:: Source passage ::
Zemax Modeling and Simulation
Objective
The primary objective of this project was to try to model and replicate the existing 6mm wide-angle lens marketed for use with the Raspberry Pi HQ camera in Zemax.
For optimization, glasses were limited to 4x the value of the initial N-BK7 and N-F2 glass choices. Surface coatings were not optimized. The Merit function was calculated to optimize for the wavefront (spot size initially worked better but quickly produced results with large amounts of spherical aberration and astigmatism but little distortion), pupil integration was done with 4 rings and 6 arms, and boundary values for the glass and air were set. For the glass the following values were chosen: min 1, max 3, edge thickness 1. For the air the following values were chosen: min 0.5, max 4, edge thickness 1. These values were chosen based on intuition gathered from the lens disassembly. The merit function was then generated and several weights were manually adjusted (specifically for air minimum edge thickness on surface 8, and glass minimum center thickness on surface 2) to prevent surfaces from intersecting with each other in undesired manners. The hammer optimization algorithm was then run overnight. The resulting lens is shown in Figure 4.

:: Task details ::
List every type of optical aberration named in the lens modeling write-up. The entries that come next have nothing to do with the lens modeling write-up.

:: Records provided ::
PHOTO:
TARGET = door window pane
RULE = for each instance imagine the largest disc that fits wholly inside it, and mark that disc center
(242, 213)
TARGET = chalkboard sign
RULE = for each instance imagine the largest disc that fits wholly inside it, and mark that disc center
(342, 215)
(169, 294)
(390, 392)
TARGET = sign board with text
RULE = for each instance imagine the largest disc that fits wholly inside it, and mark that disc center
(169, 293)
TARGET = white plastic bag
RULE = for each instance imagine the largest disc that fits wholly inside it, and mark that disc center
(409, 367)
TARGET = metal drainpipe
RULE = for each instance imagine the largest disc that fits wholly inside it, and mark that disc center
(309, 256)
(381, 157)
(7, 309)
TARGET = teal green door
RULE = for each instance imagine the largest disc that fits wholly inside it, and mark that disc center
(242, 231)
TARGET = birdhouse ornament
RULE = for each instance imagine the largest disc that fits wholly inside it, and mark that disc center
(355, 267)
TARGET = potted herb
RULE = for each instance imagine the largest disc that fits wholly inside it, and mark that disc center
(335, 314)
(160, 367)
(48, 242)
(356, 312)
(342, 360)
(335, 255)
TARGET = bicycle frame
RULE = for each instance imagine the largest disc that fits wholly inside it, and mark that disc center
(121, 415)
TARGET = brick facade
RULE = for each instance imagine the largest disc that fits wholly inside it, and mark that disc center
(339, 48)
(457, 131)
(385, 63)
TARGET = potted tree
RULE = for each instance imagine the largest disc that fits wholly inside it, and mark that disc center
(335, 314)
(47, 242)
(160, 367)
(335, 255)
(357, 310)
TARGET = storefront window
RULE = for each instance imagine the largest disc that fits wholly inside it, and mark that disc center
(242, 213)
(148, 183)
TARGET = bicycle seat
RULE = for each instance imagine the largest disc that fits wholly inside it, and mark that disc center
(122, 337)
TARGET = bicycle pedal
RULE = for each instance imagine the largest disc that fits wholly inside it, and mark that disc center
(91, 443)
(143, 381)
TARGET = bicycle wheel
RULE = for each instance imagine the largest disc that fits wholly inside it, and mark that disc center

:: Final result ::
Spherical aberration, astigmatism, distortion